[Pointing and labeling records]
★ ★ ★ ★ ★ ★ ★

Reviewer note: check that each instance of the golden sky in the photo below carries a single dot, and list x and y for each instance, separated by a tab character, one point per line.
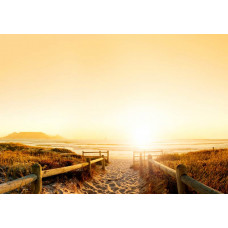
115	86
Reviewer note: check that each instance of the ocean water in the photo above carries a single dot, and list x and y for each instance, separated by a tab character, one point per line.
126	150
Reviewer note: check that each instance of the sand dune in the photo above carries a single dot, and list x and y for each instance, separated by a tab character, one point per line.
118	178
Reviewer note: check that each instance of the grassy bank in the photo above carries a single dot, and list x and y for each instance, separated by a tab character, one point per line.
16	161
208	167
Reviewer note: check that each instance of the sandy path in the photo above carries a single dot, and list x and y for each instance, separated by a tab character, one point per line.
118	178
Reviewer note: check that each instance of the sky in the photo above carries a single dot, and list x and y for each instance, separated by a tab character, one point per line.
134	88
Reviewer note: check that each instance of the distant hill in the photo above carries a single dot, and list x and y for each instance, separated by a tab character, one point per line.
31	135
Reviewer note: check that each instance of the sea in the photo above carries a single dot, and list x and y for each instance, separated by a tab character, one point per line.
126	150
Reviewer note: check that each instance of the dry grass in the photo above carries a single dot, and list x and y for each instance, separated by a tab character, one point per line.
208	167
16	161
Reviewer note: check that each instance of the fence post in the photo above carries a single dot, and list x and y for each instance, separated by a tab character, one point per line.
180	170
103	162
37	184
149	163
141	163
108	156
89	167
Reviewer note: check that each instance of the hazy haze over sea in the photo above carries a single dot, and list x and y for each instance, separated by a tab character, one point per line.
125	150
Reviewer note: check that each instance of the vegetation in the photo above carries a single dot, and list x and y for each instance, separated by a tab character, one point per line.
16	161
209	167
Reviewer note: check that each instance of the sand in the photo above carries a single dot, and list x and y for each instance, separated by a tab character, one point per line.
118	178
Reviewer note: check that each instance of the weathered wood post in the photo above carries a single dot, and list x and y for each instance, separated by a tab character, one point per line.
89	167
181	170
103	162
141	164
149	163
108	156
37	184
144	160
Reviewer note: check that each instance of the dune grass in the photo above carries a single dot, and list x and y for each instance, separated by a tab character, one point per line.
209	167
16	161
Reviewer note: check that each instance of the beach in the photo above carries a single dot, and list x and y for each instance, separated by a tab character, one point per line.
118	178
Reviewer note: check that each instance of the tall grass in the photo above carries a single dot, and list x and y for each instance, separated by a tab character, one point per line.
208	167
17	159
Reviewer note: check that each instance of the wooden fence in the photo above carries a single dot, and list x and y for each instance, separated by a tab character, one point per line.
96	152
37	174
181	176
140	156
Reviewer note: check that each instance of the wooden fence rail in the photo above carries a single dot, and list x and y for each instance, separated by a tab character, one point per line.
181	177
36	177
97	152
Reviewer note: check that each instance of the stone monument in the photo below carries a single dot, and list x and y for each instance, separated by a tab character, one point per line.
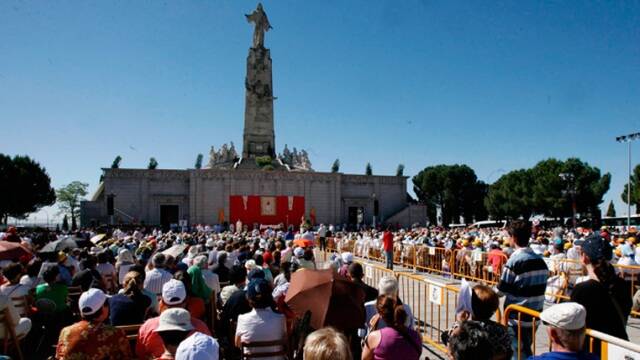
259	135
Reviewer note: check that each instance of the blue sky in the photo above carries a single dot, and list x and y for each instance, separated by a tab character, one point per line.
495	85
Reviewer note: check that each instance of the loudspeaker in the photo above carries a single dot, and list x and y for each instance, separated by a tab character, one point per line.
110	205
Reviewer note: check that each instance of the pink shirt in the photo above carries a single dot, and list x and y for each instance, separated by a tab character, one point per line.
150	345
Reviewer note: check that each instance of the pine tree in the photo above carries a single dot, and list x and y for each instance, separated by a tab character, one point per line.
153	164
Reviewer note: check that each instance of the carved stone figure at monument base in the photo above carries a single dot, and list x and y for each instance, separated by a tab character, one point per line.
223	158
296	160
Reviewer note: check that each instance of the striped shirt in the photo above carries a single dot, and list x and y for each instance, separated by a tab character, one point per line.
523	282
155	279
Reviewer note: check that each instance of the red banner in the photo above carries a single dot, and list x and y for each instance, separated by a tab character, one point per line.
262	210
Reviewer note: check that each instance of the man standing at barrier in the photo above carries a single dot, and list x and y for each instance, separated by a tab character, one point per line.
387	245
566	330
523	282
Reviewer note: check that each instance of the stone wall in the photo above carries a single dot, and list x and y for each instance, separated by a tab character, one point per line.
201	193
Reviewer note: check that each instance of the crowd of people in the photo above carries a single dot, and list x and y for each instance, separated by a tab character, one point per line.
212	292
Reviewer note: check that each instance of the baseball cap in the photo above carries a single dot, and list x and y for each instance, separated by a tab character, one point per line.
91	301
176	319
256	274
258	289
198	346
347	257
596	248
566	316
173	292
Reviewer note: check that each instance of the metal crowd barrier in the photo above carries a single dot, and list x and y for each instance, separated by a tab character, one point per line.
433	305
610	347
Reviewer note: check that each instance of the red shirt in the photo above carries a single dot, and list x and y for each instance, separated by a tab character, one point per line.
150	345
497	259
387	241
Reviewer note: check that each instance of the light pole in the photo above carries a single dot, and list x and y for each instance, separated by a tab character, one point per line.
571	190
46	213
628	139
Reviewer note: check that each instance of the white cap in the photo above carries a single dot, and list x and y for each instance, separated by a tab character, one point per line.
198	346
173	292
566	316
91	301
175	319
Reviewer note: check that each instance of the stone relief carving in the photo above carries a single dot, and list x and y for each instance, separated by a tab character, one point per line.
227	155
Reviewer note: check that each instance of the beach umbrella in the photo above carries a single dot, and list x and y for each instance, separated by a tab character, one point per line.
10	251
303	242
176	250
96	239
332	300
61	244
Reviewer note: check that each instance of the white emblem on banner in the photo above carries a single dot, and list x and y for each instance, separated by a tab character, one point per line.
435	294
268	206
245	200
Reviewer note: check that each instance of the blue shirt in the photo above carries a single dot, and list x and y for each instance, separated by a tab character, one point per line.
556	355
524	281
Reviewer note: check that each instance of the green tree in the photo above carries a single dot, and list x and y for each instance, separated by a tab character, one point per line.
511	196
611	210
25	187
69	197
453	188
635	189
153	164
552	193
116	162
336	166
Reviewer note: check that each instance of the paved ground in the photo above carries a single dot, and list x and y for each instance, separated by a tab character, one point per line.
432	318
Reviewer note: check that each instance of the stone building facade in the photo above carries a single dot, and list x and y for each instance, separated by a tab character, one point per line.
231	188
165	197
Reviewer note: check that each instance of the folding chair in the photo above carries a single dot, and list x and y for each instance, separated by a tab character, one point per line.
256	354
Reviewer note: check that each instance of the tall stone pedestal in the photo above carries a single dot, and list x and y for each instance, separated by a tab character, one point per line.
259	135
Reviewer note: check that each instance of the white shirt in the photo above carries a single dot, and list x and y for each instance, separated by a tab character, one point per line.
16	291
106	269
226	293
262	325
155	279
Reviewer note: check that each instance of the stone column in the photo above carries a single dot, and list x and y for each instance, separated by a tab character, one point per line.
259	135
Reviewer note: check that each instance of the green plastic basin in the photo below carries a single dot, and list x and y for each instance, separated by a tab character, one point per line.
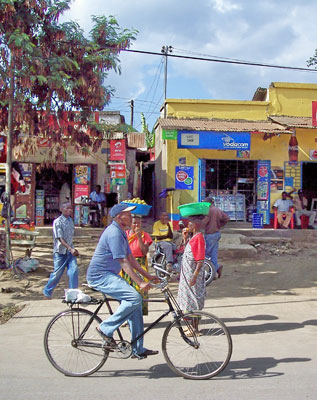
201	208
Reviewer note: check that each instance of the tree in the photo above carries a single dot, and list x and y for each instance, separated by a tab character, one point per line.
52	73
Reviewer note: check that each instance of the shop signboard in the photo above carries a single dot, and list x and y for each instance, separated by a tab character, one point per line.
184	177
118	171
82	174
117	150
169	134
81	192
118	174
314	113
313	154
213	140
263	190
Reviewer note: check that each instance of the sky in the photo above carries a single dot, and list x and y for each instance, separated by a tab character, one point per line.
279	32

★ ★ ★ ★ ★ ★ ★

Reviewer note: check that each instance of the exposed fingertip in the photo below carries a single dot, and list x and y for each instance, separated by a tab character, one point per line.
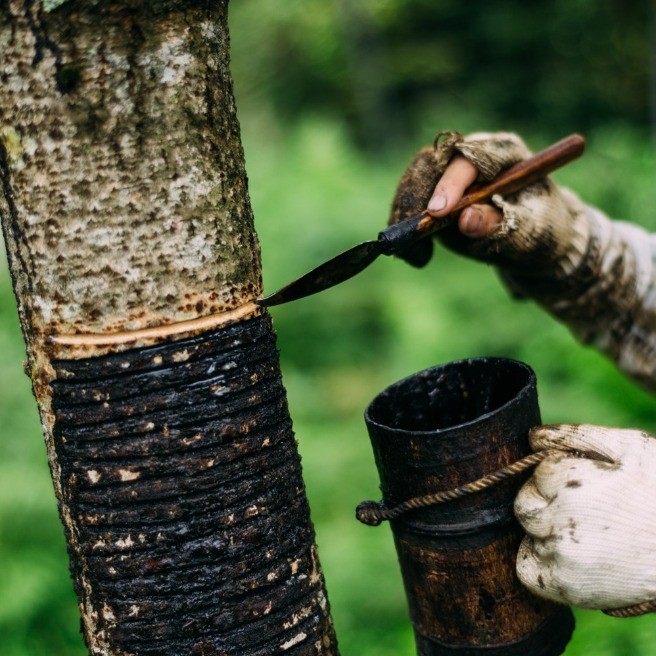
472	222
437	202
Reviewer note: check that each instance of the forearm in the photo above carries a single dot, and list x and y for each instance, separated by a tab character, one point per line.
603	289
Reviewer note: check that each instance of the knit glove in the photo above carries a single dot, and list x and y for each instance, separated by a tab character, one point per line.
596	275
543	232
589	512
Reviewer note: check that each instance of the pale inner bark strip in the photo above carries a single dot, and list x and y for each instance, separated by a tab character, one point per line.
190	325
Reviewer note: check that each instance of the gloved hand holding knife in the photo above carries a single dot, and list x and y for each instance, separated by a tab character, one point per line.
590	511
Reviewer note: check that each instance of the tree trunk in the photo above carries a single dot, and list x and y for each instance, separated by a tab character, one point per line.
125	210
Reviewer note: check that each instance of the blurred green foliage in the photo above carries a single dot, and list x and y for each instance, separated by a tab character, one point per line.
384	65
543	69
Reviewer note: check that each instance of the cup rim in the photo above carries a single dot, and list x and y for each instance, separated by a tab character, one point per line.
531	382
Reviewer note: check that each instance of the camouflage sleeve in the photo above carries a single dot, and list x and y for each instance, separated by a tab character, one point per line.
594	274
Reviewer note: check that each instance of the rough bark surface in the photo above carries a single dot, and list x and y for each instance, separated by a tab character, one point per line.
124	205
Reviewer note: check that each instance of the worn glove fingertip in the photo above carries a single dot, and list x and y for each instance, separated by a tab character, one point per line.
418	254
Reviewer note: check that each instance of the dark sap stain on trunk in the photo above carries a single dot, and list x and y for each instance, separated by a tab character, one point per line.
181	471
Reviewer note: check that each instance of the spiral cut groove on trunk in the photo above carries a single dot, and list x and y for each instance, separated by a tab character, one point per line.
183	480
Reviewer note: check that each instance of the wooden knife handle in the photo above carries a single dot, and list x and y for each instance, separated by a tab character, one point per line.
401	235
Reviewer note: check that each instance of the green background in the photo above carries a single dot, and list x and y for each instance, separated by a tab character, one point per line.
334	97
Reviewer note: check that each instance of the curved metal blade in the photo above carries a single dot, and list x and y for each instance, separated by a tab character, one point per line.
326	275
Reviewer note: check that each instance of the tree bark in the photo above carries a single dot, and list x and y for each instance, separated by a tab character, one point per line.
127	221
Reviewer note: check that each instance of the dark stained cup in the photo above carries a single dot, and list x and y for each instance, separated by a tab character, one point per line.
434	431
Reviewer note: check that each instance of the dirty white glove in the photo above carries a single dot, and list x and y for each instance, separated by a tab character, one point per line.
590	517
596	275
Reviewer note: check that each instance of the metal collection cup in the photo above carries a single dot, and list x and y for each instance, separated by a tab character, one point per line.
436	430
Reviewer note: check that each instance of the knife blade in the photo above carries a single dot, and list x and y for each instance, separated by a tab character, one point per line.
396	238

★ ★ ★ ★ ★ ★ ★

GIVEN EXERCISE →
Select every line in the records that contains the word "blue", and copy each of those lines. Case counts.

RESPONSE →
Reviewer note: check that each instance of the blue sky in the photo above carries a single dot, and list x and y for each instance, separated by a tab character, one point per line.
Reviewer note: check that each instance of the blue shirt in the photo above carries a single dot, and list x and y for each instance, separated by a tab character, one point per line.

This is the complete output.